To do: In the entries below, find the lines that contain the word "sleeve" and copy them.

Data extract:
========================================================================
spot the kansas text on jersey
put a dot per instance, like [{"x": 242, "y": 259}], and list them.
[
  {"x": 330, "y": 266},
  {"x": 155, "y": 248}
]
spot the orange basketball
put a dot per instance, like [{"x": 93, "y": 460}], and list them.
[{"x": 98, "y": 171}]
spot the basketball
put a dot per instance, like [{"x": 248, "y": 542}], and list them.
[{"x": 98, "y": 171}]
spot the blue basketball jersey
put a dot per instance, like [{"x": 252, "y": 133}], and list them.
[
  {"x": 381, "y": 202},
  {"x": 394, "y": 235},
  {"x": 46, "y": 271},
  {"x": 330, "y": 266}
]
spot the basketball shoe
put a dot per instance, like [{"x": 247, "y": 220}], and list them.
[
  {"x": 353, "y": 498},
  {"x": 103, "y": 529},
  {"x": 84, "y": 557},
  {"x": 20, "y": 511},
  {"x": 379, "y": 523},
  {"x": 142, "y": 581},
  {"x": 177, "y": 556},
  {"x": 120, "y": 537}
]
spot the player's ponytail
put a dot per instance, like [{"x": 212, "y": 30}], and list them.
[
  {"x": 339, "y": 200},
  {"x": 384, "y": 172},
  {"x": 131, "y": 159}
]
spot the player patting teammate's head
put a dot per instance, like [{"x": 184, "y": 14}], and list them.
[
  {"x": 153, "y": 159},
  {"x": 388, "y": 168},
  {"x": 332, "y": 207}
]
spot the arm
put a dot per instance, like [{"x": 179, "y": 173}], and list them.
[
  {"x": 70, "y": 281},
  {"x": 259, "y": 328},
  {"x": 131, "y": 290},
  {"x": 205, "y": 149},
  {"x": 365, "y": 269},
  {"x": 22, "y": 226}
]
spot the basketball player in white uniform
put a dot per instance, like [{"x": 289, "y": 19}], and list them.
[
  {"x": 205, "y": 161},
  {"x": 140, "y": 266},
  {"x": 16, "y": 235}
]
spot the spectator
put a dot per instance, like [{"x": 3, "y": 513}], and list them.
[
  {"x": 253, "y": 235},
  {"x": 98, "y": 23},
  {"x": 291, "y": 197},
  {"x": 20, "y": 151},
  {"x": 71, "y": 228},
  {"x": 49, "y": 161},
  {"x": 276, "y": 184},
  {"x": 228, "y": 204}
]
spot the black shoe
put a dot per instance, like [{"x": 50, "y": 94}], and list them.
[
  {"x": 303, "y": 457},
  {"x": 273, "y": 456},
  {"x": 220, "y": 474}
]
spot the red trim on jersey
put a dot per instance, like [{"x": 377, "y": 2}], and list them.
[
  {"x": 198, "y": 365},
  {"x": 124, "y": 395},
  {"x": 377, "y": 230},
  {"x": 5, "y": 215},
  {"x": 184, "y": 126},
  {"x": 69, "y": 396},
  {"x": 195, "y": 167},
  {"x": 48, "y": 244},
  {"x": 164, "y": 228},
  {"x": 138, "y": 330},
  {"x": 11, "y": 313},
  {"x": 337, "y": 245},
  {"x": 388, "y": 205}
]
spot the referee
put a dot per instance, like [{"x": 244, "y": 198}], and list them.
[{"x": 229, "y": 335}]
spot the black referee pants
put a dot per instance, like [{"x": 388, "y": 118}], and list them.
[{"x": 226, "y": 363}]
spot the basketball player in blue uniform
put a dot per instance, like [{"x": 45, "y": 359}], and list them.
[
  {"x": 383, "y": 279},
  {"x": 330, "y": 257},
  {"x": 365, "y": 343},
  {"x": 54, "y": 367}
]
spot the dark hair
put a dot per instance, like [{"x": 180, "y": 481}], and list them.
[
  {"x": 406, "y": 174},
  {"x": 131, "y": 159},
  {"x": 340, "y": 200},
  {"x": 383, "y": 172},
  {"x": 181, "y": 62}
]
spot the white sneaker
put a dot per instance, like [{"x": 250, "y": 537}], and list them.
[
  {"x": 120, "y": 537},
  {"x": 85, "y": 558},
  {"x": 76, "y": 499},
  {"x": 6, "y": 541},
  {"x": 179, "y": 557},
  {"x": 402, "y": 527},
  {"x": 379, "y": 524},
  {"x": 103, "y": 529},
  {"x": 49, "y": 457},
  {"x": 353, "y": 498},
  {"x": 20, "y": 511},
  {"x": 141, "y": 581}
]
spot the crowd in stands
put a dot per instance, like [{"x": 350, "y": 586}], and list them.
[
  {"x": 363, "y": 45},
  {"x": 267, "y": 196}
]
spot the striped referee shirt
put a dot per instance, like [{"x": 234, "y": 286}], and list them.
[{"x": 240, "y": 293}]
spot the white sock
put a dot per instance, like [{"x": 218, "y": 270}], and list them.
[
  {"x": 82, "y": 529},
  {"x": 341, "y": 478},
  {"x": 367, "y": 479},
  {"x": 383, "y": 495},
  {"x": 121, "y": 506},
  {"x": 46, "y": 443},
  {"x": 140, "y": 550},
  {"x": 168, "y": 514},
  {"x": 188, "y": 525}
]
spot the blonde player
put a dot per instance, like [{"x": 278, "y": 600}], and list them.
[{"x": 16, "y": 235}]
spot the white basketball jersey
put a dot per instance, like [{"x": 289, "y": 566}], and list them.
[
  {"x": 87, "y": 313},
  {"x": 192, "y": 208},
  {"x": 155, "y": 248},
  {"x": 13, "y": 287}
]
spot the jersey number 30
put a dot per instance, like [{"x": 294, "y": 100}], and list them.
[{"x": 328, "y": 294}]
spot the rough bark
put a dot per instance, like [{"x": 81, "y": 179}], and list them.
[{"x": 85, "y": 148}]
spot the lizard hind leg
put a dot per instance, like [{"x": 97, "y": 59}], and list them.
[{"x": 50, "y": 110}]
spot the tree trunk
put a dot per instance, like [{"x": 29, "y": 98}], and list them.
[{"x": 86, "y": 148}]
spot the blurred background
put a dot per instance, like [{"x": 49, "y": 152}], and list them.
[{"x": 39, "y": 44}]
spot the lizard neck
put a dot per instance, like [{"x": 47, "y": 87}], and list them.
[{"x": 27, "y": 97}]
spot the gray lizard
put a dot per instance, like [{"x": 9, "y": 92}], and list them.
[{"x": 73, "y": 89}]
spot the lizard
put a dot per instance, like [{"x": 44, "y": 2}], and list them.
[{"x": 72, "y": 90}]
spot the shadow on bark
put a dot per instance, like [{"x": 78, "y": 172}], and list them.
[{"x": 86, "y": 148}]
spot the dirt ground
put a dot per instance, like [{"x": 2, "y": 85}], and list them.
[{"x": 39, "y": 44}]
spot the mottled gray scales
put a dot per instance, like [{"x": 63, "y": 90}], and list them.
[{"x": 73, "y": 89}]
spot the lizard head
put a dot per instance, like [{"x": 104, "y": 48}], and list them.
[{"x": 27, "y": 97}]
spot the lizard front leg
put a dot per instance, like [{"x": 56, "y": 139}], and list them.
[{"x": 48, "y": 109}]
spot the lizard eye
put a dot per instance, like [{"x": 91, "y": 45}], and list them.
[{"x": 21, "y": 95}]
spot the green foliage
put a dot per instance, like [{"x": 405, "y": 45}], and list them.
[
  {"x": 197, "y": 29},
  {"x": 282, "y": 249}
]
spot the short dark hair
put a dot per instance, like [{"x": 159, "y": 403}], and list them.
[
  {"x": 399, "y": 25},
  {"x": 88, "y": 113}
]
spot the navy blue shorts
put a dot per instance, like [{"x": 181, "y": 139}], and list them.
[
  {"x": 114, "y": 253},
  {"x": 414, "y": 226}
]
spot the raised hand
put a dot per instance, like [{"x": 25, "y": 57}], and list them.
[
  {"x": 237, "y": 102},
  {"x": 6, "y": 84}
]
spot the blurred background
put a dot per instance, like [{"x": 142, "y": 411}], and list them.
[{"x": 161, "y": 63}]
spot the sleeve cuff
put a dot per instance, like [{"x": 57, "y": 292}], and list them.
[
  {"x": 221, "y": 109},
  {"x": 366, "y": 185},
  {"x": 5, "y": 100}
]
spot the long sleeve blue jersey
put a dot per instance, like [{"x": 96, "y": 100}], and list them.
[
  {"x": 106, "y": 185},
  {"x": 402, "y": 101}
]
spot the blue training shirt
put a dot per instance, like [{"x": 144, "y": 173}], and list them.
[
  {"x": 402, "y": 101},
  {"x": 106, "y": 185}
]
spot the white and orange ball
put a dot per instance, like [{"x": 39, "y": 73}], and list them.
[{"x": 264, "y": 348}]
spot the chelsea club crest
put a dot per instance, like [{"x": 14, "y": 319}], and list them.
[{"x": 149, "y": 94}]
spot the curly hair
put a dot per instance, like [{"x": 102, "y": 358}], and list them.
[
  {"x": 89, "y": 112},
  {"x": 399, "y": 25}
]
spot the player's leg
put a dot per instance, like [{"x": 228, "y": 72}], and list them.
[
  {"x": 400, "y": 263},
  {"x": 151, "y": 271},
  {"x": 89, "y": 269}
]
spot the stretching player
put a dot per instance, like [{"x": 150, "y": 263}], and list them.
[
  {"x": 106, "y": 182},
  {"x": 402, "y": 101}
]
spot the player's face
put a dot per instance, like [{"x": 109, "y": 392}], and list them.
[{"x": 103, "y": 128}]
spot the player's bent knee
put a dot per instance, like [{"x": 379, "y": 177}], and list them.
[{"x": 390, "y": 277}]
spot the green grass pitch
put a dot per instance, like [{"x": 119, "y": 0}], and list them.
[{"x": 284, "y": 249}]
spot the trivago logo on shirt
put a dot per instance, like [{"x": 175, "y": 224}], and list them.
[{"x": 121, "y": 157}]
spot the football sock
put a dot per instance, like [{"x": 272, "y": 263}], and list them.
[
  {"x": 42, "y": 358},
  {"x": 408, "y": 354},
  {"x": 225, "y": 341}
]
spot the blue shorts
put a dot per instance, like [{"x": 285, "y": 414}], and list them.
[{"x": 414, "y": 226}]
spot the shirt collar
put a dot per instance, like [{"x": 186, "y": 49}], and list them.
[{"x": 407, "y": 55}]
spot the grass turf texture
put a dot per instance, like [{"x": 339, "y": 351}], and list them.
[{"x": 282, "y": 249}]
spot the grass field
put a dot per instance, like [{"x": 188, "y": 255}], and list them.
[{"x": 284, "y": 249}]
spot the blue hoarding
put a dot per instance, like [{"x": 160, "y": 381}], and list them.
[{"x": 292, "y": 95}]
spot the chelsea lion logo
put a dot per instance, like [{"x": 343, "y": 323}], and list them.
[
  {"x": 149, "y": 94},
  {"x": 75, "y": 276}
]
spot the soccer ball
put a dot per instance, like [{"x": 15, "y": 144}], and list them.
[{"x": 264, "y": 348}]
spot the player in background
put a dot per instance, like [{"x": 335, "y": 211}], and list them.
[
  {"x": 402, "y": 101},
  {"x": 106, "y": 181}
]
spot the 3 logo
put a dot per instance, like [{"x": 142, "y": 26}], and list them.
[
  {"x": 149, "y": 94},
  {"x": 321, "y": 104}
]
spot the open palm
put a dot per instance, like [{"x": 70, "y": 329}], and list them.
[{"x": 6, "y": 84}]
========================================================================
Written response:
spot the sleeve cuff
spot the long sleeve blue jersey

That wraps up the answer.